HOW TO COMPLETE THIS TASK:
From the records below, transcribe exactly the lines that begin at the line with "Keypoints: one point per instance of the clear" and end at the line with "Category: wall entrance", both included.

(Extracted data entries)
------------------------------------------------------------
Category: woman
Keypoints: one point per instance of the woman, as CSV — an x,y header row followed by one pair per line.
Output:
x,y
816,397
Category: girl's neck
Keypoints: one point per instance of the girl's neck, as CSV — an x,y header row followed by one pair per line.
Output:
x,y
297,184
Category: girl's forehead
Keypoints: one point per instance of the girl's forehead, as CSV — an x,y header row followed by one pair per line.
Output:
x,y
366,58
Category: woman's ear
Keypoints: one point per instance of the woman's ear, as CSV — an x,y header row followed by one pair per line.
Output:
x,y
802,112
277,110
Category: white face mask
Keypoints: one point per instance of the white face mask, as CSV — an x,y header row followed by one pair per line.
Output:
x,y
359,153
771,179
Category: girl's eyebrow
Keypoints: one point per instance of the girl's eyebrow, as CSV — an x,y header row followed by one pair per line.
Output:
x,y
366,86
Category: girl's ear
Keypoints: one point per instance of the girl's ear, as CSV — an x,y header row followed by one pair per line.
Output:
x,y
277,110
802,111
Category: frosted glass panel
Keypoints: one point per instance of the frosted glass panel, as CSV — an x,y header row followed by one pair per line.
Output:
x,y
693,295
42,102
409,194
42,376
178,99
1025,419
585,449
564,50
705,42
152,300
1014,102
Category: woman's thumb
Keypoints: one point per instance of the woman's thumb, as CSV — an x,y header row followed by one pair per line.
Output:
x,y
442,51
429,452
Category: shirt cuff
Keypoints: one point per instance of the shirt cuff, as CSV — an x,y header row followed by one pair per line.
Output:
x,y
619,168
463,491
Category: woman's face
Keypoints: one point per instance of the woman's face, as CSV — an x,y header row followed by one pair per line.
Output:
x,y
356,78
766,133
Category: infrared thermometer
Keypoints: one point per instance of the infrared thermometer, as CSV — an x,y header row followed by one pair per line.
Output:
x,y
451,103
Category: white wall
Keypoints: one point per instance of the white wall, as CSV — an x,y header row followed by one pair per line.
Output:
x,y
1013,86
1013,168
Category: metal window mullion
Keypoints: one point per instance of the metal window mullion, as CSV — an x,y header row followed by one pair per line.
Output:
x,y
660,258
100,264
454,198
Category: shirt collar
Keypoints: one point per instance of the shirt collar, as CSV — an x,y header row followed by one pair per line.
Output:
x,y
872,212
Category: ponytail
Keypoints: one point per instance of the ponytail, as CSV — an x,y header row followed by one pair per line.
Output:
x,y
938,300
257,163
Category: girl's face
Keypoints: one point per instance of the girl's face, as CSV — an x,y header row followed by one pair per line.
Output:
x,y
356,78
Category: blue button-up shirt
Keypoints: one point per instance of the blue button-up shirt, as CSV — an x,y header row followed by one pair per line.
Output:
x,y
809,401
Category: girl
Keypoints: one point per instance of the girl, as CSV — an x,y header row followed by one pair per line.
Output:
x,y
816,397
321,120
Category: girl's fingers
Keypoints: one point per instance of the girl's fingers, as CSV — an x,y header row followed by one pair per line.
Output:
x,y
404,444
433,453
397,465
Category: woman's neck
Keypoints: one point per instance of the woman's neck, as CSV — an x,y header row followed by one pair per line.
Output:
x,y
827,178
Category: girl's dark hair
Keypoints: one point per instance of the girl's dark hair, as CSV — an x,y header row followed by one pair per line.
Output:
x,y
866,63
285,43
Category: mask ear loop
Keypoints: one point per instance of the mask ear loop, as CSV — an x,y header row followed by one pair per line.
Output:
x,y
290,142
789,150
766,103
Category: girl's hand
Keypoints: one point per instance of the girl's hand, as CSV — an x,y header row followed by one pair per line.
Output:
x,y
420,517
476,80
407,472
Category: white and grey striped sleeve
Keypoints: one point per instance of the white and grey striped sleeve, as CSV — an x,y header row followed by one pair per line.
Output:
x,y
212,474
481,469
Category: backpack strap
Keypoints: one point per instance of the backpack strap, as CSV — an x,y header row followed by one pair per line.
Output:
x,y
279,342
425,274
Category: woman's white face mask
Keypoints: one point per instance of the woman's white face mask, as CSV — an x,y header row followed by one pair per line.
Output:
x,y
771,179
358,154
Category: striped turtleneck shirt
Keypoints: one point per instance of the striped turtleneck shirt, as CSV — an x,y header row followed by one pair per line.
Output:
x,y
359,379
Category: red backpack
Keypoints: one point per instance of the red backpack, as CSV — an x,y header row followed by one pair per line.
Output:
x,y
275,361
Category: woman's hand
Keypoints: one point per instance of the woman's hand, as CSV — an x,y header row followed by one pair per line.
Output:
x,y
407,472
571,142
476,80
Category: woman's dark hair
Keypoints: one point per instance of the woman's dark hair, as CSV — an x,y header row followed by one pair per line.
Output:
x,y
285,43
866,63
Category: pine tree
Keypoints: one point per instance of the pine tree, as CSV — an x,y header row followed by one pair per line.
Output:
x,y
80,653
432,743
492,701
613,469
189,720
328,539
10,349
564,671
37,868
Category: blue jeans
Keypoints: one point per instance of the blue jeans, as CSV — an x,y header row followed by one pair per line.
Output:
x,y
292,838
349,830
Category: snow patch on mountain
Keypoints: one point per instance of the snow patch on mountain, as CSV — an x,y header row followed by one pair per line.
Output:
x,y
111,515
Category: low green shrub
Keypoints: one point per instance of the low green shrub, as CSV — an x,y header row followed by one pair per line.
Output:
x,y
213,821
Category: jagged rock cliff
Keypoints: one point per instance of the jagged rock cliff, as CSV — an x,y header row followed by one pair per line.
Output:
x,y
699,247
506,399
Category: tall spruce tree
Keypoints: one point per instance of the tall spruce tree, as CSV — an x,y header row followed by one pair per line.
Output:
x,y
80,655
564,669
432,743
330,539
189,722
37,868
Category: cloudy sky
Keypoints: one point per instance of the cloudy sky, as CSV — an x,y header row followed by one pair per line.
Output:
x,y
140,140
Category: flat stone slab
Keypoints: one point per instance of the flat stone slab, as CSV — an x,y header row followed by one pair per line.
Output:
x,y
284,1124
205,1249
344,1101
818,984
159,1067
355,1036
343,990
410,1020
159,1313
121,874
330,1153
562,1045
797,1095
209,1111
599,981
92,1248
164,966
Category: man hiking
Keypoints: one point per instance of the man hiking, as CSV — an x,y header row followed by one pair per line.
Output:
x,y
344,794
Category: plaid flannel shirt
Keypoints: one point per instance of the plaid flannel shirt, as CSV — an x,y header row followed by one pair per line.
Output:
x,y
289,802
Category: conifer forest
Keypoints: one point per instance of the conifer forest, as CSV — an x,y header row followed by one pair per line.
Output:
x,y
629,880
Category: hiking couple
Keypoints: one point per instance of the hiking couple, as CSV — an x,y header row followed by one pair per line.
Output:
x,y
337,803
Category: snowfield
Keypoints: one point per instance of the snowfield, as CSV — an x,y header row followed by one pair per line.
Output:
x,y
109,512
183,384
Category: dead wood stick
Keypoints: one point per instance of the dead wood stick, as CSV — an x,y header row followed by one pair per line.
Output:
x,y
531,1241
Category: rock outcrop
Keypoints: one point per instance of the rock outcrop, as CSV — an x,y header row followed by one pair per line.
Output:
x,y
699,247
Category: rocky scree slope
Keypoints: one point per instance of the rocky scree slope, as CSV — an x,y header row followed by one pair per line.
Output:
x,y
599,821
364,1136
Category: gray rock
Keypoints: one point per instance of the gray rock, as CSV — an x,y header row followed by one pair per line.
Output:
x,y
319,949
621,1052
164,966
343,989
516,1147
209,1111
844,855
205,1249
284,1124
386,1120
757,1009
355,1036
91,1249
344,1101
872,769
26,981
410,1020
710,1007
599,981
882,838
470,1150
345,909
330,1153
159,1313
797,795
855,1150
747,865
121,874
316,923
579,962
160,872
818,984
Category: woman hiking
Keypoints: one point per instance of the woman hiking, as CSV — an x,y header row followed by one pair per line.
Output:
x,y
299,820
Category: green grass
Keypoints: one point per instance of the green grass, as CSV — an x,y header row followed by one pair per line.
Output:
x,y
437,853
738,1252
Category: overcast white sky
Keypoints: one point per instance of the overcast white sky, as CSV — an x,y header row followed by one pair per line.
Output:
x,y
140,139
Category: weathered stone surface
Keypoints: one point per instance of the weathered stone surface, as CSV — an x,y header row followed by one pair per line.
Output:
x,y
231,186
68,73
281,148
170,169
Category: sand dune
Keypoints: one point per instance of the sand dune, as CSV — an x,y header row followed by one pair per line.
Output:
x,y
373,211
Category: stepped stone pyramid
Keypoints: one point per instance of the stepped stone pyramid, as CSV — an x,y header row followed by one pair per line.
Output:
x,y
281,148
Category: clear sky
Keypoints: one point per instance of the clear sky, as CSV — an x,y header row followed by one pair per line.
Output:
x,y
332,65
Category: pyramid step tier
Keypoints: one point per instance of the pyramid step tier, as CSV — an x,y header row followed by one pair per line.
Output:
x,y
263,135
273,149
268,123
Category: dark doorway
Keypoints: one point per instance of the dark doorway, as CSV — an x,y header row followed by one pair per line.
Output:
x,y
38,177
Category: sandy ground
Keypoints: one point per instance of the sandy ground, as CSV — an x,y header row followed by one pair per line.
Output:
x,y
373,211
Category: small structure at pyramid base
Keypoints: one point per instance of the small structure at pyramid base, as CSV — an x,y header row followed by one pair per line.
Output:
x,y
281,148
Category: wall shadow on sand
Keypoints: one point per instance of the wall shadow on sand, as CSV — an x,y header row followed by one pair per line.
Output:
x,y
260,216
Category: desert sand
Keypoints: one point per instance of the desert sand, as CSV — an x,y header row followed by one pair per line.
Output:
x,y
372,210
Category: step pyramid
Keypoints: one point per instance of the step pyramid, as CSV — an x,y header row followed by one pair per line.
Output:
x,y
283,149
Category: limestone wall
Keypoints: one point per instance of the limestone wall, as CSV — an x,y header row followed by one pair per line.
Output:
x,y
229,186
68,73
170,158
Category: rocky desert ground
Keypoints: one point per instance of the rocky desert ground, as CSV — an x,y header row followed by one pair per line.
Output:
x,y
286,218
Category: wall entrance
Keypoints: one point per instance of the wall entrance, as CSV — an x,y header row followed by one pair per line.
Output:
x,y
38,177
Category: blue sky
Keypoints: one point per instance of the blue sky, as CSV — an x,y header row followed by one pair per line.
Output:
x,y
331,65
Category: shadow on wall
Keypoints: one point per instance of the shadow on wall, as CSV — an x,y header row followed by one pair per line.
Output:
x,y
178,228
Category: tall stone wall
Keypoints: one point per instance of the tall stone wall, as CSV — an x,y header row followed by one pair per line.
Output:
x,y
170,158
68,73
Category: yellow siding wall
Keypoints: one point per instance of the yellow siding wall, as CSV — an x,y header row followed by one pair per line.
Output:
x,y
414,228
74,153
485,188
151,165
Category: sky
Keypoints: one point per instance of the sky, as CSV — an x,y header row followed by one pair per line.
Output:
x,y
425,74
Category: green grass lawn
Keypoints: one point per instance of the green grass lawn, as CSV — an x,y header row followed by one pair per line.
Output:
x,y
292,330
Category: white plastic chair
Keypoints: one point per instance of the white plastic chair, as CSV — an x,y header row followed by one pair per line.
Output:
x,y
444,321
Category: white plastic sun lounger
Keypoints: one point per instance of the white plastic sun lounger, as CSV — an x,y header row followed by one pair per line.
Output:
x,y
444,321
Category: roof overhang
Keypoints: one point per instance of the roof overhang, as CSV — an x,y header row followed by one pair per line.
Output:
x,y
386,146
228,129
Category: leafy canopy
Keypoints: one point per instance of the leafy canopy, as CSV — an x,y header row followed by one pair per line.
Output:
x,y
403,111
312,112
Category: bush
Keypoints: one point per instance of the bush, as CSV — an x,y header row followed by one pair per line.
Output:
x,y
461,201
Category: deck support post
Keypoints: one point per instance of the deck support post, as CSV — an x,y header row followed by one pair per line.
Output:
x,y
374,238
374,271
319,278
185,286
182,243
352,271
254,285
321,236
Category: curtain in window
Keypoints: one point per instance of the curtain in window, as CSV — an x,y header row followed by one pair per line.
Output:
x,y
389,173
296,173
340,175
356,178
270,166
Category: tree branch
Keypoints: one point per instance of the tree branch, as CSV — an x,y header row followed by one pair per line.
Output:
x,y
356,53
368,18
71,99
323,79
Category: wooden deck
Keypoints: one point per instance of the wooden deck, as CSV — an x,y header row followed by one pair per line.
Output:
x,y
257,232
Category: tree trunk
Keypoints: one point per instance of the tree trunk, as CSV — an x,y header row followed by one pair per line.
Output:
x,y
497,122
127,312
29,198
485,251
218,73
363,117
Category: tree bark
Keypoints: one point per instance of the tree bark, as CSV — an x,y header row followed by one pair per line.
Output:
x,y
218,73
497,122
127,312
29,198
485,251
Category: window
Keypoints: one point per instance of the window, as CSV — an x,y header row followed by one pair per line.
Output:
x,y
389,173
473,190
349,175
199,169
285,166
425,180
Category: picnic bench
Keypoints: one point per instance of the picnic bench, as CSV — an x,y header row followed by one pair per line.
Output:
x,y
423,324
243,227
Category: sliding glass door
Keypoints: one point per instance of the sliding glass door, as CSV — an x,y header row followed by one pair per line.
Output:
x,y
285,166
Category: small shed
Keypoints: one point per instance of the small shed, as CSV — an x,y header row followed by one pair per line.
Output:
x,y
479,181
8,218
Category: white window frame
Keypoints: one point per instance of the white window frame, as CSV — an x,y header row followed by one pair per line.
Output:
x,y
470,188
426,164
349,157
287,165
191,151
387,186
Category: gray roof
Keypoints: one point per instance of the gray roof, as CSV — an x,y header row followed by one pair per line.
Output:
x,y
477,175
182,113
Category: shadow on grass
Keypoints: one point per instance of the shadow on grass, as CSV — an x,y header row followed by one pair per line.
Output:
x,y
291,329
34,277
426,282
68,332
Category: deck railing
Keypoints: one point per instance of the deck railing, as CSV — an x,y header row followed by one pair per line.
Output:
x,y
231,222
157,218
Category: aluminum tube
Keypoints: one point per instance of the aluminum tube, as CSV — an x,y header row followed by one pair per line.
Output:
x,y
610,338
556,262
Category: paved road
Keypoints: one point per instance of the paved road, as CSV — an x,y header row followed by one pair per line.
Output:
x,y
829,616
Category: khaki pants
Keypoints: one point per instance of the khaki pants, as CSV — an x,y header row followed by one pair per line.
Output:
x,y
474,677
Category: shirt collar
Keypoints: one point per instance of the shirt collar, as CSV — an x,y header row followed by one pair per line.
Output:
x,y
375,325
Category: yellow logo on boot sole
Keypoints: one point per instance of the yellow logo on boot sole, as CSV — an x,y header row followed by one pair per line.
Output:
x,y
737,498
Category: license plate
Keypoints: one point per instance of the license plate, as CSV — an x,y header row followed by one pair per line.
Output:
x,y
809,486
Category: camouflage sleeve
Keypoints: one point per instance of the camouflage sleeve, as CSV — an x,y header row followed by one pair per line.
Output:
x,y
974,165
------------------------------------------------------------
EXPECTED ANSWER:
Keypoints: one point per instance of the clear sky, as CSV — an x,y header row followed by one pair per line.
Output:
x,y
332,65
Category: pyramid step tier
Keypoints: one point per instance of the pyramid step tier, as CSV — an x,y header row followed by one pair per line.
Output:
x,y
263,135
273,149
268,123
Category: dark doorway
Keypoints: one point per instance of the dark doorway, as CSV — an x,y header row followed by one pair per line.
Output:
x,y
38,177
Category: sandy ground
Keypoints: one point per instance of the sandy ground, as CSV — an x,y header row followed by one pair per line.
Output:
x,y
373,211
Category: small structure at pyramid base
Keypoints: one point per instance of the small structure at pyramid base, as CSV — an x,y header row followed by one pair per line.
Output:
x,y
281,148
Category: wall shadow on sand
Keypoints: one point per instance of the wall shadow on sand, as CSV — an x,y header row followed by one pair per line.
Output:
x,y
260,216
Category: desert sand
Keypoints: one point per instance of the desert sand, as CSV — an x,y header row followed by one pair per line.
Output:
x,y
372,210
Category: step pyramid
Keypoints: one point per instance of the step pyramid, as CSV — an x,y header row followed by one pair per line.
Output:
x,y
283,149
Category: limestone wall
Keypoints: one point per instance of the limestone wall, as CSV — an x,y header row followed by one pair per line.
Output:
x,y
229,186
68,73
170,158
Category: rocky desert ground
Keypoints: one point per instance of the rocky desert ground, as CSV — an x,y header row followed by one pair per line.
Output:
x,y
286,218
Category: wall entrance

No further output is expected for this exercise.